Generally, using the C++11 variadic template feature with functions requires the variadic-based function arguments to be the last in the function argument list. There is one exception; they are the next-to-last arguments if there are C-level variadic arguments, which must be dead last.

template < typename ...Args >
int  super_printf( Something x, Args &&...a, ... );

I sometimes randomly think about C++, and I wondered how such a function can be implemented. I first thought about the usual recursive peeling of arguments from a, then I remembered that the C-level varargs don't cascade. I have to turn them to a definitive va_list right away.

template < typename ...Args >
int  super_vaprintf( Something x, std::va_list &aa, Args &&...a );
// Note that "aa" is passed by reference.

template < typename ...Args >
int  super_printf( Something x, Args &&...a, ... )
{
    std::va_list  args2;
    int           result;

    va_start( args2, XXX );  // (A)
    try {
        result = super_vaprintf( x, args2, std::forward<Args>(a)... );
    } catch ( ... ) {
        va_end( args2 );  // (1)
        throw;
    }
    va_end( args2 );  // (2)
    return result;

    // Can (1) and (2) be compacted with RAII using a custom deleter lambda
    // in std::unique_ptr or something?  Remember that "va_end" is a macro!
}

The usual C++ variadic recursive peeling happens in the super_vaprintf call. At line (A), what goes in the place of XXX, "a" or "a..."? What happens if a is empty, does x go there instead? If that last question's true, are we screwed if there's no x; that there's no arguments besides the variadic ones? (And if it's true, how do we conditionalize the code to use x when a is empty, and a otherwise?)

...

I just looked at my copy of the C++11 standard for any assistance here. There doesn't seem to be any. This would prompt a request for the C++ committee to come back to fix this, but I'm not sure that there's any way such a function could be called without the C++ varargs taking everything. Am I wrong; can a function call be made to use both C++ and C varargs? Or is mixing only useful for declarations, in terms of Stupid (Template) Instantiation Tricks?

When you call a function whose last parameter is a pack, all the arguments become part of that pack. There is nothing left for va_args. Your usage of explicit template arguments is misleading because they are not exclusive; they simply precede implicit arguments.

To defeat deduction, you need a reference:

(& super_printf<int, int>) ( 0L, 1, 2, 3, 4, 5 )

This is fairly contrived, but now you have the problem of nothing to pass to va_start.

To provide a reasonable interface to users, just add a parameter between the two lists.

struct va_separator {}; // Empty; ABI may elide allocation.

template < typename ...Args >
int  super_printf( Something x, Args &&...a, va_separator, ... );

This super_printf will need both explicit arguments to define the pack and an explicit separator argument. But you can alternatively provide a public function which receives all its arguments by pack, then finds the separator and forwards to super_printf using an explicit argument list comprising the pack elements before the separator.

→ WRITTEN REQUEST 1:
Output the stretch of the C++ varargs thread from "va_start( args2, XXX" through "is a macro!".
The C++ varargs thread and the records have no connection to each other.

→ RECORDS SUPPLIED:
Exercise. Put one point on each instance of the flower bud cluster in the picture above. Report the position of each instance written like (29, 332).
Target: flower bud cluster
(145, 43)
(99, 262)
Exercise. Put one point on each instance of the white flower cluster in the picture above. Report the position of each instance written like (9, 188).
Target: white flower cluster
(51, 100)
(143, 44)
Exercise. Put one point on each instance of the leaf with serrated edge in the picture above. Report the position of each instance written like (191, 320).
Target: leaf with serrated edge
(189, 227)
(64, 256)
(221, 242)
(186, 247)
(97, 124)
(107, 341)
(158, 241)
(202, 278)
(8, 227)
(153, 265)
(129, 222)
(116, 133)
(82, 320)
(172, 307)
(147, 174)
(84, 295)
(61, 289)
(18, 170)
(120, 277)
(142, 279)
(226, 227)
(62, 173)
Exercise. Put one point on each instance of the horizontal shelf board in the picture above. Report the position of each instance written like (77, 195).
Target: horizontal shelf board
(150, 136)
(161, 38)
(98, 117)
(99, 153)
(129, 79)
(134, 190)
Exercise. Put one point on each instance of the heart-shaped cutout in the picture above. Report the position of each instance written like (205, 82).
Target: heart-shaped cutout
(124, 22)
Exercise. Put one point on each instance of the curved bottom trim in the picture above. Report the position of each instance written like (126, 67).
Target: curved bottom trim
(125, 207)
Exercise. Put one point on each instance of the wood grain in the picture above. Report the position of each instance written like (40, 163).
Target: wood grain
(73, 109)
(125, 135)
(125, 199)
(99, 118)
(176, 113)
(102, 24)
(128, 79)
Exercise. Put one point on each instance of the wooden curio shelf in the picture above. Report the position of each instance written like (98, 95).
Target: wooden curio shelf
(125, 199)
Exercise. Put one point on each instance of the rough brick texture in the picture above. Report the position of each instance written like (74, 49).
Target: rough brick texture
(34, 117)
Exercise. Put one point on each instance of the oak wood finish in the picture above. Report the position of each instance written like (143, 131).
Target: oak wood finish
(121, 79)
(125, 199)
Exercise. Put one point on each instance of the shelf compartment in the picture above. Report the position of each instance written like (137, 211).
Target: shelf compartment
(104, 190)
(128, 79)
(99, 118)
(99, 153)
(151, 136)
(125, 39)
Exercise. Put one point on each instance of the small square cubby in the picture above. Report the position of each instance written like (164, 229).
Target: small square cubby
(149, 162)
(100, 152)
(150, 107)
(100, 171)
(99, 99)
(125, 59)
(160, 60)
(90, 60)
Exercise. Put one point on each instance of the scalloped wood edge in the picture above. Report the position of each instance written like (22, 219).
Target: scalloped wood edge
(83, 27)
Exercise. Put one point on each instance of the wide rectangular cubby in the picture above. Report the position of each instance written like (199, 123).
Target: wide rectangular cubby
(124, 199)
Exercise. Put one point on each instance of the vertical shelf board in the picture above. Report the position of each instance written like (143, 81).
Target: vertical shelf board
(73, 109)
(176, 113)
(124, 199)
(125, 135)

→ WRITTEN REQUEST 2:
Return the stretch of the records from the line containing "Exercise. Put one point on each instance of the vertical" through the end of the records, reproducing each line unchanged.

→ FULL OUTPUT 1:
va_start( args2, XXX );  // (A)
    try {
        result = super_vaprintf( x, args2, std::forward<Args>(a)... );
    } catch ( ... ) {
        va_end( args2 );  // (1)
        throw;
    }
    va_end( args2 );  // (2)
    return result;

    // Can (1) and (2) be compacted with RAII using a custom deleter lambda
    // in std::unique_ptr or something?  Remember that "va_end" is a macro!

→ FULL OUTPUT 2:
Exercise. Put one point on each instance of the vertical shelf board in the picture above. Report the position of each instance written like (143, 81).
Target: vertical shelf board
(73, 109)
(176, 113)
(124, 199)
(125, 135)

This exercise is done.